+++ Input data +++
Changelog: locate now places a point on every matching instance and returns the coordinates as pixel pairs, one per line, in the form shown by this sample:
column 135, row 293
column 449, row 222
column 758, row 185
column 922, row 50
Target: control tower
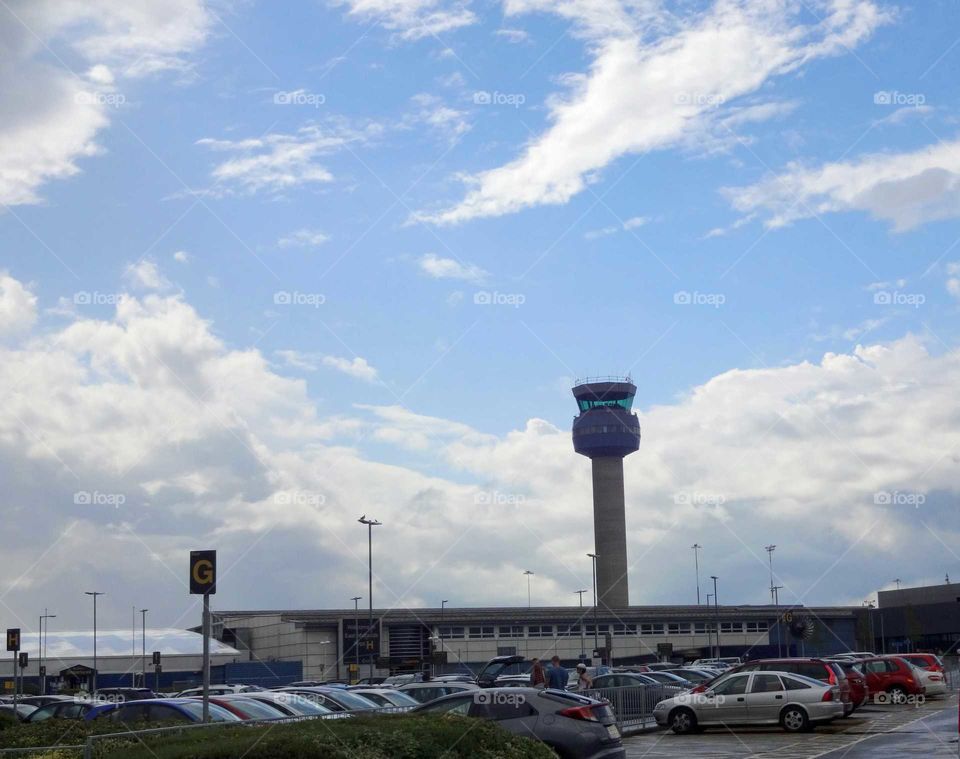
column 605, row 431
+++
+++ Input data +++
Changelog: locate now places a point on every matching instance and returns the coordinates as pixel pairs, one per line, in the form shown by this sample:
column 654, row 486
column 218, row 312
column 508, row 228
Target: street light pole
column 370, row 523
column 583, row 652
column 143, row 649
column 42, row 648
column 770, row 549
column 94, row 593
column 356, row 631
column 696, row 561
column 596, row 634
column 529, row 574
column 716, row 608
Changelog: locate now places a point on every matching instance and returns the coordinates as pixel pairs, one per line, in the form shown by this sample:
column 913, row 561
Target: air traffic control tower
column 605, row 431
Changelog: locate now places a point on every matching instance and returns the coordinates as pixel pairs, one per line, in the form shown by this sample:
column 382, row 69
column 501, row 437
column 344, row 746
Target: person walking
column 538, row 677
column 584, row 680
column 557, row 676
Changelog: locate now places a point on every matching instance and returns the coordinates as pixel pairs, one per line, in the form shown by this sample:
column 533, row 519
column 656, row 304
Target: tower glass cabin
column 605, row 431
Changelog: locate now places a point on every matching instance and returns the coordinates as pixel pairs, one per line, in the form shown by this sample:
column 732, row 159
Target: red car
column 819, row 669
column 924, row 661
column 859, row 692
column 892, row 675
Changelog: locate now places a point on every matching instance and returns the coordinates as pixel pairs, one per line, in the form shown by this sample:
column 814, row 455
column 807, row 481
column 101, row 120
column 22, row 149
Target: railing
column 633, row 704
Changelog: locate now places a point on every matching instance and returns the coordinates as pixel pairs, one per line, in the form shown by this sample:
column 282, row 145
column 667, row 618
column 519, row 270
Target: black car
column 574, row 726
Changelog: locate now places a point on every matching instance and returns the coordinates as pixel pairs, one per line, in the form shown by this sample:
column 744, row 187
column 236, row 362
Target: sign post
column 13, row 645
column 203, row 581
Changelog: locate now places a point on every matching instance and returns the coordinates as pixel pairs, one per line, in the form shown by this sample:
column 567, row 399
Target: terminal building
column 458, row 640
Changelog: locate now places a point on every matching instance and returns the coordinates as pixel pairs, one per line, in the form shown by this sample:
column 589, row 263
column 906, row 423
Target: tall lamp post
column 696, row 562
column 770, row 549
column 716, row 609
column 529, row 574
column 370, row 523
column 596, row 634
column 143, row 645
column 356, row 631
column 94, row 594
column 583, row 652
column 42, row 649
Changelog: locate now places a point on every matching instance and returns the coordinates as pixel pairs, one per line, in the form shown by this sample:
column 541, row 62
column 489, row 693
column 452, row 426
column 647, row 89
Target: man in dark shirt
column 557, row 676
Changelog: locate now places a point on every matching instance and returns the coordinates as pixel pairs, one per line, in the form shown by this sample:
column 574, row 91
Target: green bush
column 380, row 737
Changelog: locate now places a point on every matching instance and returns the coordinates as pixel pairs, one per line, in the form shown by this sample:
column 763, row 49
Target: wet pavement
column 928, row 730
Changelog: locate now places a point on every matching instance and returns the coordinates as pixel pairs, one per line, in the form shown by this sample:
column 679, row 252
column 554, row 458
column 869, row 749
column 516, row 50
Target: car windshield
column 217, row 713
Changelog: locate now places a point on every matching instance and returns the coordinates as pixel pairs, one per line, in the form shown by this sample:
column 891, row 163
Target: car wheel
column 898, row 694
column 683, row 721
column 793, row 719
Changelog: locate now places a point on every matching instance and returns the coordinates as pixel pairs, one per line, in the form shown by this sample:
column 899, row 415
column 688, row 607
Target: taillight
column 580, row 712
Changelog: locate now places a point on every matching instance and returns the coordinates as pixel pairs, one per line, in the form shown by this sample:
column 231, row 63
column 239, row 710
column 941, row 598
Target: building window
+++
#### The task:
Copy range, inclusive: the line holding "column 344, row 746" to the line holding "column 647, row 89". Reproduce exactly those lines of the records above and no others.

#### Written response:
column 344, row 746
Target: person walking
column 538, row 677
column 584, row 680
column 557, row 676
Changelog: locate now places a point on every matching instance and returns the coordinates as pixel pairs, one per line, in the form shown by this sample:
column 533, row 519
column 656, row 304
Target: tower glass cabin
column 605, row 431
Changelog: locate now places a point on every matching instance and returns the coordinates as pixel pairs, one per line, in the form shown by this sample:
column 732, row 159
Target: red car
column 819, row 669
column 924, row 661
column 859, row 692
column 892, row 675
Changelog: locate now places a point on every matching instance and returns the coordinates as pixel pairs, one per line, in the form shown by this sample:
column 814, row 455
column 807, row 481
column 101, row 120
column 22, row 149
Target: railing
column 633, row 704
Changelog: locate now places a point on every matching instance and returns the coordinates as pixel pairs, one per line, in the form shown by this sample:
column 282, row 145
column 667, row 618
column 519, row 270
Target: black car
column 574, row 726
Changelog: locate now places a point on every matching instance and returns the coordinates as pixel pairs, one per line, in the form shown by this sample:
column 744, row 187
column 236, row 362
Target: sign post
column 13, row 645
column 203, row 581
Changelog: locate now places a point on every matching instance and returns the coordinates as pixel pairs, one per line, in the form shown by this sample:
column 567, row 399
Target: terminal building
column 458, row 640
Changelog: locate now places a point on every matching instance and returns the coordinates as pixel pairs, one per line, in the form shown by this sample:
column 589, row 263
column 906, row 423
Target: tall lamp post
column 696, row 562
column 770, row 549
column 716, row 609
column 529, row 574
column 370, row 523
column 596, row 634
column 143, row 645
column 356, row 631
column 94, row 594
column 583, row 652
column 42, row 649
Changelog: locate now places a point on every matching instance and returns the coordinates as pixel pairs, one per line, in the form shown by this sample:
column 541, row 62
column 489, row 693
column 452, row 426
column 647, row 89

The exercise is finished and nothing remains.